*** Opening of SUPPLIED MATERIAL ***
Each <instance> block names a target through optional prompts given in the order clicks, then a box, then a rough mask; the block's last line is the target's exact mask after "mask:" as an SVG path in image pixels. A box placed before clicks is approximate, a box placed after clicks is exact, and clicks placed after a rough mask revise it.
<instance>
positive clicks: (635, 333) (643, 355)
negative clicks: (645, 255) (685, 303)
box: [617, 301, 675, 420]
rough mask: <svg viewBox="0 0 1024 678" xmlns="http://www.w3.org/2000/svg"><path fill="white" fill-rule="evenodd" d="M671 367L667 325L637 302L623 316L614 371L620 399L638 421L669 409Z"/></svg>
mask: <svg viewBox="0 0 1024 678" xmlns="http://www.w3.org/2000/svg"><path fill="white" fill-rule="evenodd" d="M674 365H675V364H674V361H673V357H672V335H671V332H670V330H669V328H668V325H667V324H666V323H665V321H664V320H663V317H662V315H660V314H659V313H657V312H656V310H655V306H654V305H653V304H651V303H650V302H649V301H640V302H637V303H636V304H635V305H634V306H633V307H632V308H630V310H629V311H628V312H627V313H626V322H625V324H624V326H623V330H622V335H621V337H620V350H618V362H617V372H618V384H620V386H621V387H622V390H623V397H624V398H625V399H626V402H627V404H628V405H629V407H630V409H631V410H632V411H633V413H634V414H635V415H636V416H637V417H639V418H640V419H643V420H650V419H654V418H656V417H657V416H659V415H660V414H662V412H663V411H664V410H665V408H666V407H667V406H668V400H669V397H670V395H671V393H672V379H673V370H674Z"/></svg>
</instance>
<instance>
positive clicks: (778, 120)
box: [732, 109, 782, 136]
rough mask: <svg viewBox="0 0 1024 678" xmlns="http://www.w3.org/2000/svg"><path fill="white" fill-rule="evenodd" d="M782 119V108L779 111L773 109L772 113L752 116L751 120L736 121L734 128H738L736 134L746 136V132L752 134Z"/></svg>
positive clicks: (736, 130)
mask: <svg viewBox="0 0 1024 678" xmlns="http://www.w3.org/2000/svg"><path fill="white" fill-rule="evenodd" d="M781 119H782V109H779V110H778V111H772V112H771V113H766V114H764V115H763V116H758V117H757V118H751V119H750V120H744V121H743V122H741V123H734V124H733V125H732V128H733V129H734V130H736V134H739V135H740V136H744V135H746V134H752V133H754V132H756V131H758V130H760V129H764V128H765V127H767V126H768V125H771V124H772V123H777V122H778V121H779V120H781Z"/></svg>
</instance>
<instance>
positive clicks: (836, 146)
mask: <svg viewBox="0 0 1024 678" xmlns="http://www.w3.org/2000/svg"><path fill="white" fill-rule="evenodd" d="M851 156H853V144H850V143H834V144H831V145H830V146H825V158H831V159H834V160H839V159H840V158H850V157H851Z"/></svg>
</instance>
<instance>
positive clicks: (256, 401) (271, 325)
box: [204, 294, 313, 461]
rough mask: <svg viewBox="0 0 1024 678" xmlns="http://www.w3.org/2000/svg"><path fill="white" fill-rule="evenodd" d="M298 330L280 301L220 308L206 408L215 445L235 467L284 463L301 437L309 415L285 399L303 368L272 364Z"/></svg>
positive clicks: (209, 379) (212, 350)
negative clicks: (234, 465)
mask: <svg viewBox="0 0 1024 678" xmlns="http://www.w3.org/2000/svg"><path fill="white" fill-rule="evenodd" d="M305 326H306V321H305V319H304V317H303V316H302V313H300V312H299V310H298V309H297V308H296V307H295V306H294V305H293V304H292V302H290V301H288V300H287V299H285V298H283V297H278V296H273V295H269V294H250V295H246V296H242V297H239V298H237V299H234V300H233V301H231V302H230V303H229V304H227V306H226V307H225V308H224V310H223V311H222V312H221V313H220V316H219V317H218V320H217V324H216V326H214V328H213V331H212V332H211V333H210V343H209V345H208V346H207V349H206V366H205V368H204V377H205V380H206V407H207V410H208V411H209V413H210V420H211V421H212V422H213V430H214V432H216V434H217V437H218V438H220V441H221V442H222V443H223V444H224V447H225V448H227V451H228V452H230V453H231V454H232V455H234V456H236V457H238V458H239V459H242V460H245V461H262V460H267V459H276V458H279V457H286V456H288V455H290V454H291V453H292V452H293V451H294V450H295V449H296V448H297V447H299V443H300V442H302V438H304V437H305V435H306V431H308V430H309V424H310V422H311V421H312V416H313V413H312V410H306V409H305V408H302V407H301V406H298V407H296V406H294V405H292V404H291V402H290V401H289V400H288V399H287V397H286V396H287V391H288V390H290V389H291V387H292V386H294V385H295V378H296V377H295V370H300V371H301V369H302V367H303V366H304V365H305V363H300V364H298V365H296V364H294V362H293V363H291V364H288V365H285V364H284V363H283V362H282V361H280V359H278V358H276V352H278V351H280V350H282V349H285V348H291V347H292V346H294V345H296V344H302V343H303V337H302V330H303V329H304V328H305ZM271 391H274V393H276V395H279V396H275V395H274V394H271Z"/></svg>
*** Close of SUPPLIED MATERIAL ***
EXERCISE AIM: Please give the records again exactly as they are.

RESULT:
Each <instance> block names a target through optional prompts given in the order clicks, then a box, then a rough mask; the block's last line is the target's exact mask after "mask:" as an SVG path in image pixels. A box placed before clicks is approximate, a box placed after clicks is exact, and clicks placed after a rough mask revise it.
<instance>
positive clicks: (635, 333) (643, 355)
negative clicks: (645, 255) (685, 303)
box: [617, 301, 675, 420]
rough mask: <svg viewBox="0 0 1024 678" xmlns="http://www.w3.org/2000/svg"><path fill="white" fill-rule="evenodd" d="M671 367L667 325L637 302L623 316L614 371L620 399L638 421L669 409Z"/></svg>
mask: <svg viewBox="0 0 1024 678" xmlns="http://www.w3.org/2000/svg"><path fill="white" fill-rule="evenodd" d="M674 365H675V364H674V361H673V357H672V335H671V332H670V330H669V328H668V325H667V324H666V323H665V321H664V320H663V317H662V315H660V314H659V313H657V312H656V310H655V306H654V305H653V304H651V303H650V302H649V301H640V302H637V303H636V304H635V305H634V306H633V307H632V308H630V310H629V311H628V312H627V313H626V322H625V324H624V326H623V330H622V335H621V337H620V350H618V362H617V372H618V384H620V386H621V387H622V390H623V397H624V398H625V399H626V402H627V404H628V405H629V407H630V409H631V410H632V411H633V413H634V414H635V415H636V416H637V417H639V418H640V419H643V420H650V419H654V418H656V417H657V416H659V415H660V414H662V412H663V411H664V410H665V408H666V407H667V406H668V400H669V397H670V395H671V393H672V379H673V370H674Z"/></svg>
</instance>
<instance>
positive clicks: (778, 120)
box: [732, 109, 782, 136]
rough mask: <svg viewBox="0 0 1024 678" xmlns="http://www.w3.org/2000/svg"><path fill="white" fill-rule="evenodd" d="M782 119V108L779 111L773 109L772 113L752 116L751 120L736 121L734 128H738L736 134L746 136V132L752 134Z"/></svg>
positive clicks: (736, 130)
mask: <svg viewBox="0 0 1024 678" xmlns="http://www.w3.org/2000/svg"><path fill="white" fill-rule="evenodd" d="M781 119H782V109H779V110H778V111H772V112H771V113H766V114H764V115H763V116H758V117H757V118H751V119H750V120H744V121H743V122H741V123H734V124H733V125H732V128H733V129H734V130H736V134H739V135H740V136H744V135H746V134H752V133H754V132H756V131H758V130H760V129H764V128H765V127H767V126H768V125H771V124H772V123H777V122H778V121H779V120H781Z"/></svg>
</instance>
<instance>
positive clicks: (836, 146)
mask: <svg viewBox="0 0 1024 678" xmlns="http://www.w3.org/2000/svg"><path fill="white" fill-rule="evenodd" d="M851 156H853V144H850V143H834V144H831V145H830V146H825V158H831V159H834V160H839V159H840V158H850V157H851Z"/></svg>
</instance>
<instance>
positive clicks: (256, 401) (271, 325)
box: [204, 294, 313, 461]
rough mask: <svg viewBox="0 0 1024 678" xmlns="http://www.w3.org/2000/svg"><path fill="white" fill-rule="evenodd" d="M298 330L280 301L220 308L206 408L215 445L235 467L284 463L301 437L309 415L285 399L303 368L272 364Z"/></svg>
positive clicks: (209, 379) (212, 350)
negative clicks: (234, 465)
mask: <svg viewBox="0 0 1024 678" xmlns="http://www.w3.org/2000/svg"><path fill="white" fill-rule="evenodd" d="M305 326H306V321H305V319H304V317H303V316H302V313H300V312H299V310H298V309H297V308H296V307H295V306H294V305H293V304H292V302H290V301H288V300H287V299H285V298H283V297H278V296H273V295H269V294H250V295H246V296H242V297H239V298H237V299H234V300H233V301H231V302H230V303H229V304H227V306H226V307H225V308H224V310H223V311H222V312H221V313H220V316H219V317H218V320H217V324H216V326H214V328H213V331H212V332H211V333H210V343H209V345H208V346H207V349H206V366H205V368H204V377H205V380H206V407H207V410H208V411H209V413H210V420H211V421H212V422H213V430H214V432H216V434H217V437H218V438H220V441H221V442H222V443H223V444H224V447H225V448H227V451H228V452H230V453H231V454H232V455H234V456H236V457H238V458H239V459H242V460H245V461H262V460H267V459H276V458H279V457H286V456H288V455H290V454H291V453H292V452H293V451H294V450H295V449H296V448H297V447H299V443H300V442H302V438H304V437H305V435H306V431H308V430H309V424H310V422H311V421H312V416H313V413H312V410H306V409H305V408H302V407H301V406H298V407H296V406H294V405H292V404H291V402H290V401H289V400H288V399H287V397H286V396H287V391H288V390H290V389H291V387H292V386H294V385H295V378H296V377H295V370H300V371H301V369H302V367H303V366H304V365H305V363H300V364H298V365H296V364H294V362H293V363H291V364H288V365H285V364H284V363H283V362H282V361H280V359H278V358H276V352H278V351H280V350H282V349H285V348H291V347H292V346H294V345H296V344H302V343H303V337H302V330H303V329H304V328H305ZM271 391H274V393H276V395H279V396H275V395H274V394H271Z"/></svg>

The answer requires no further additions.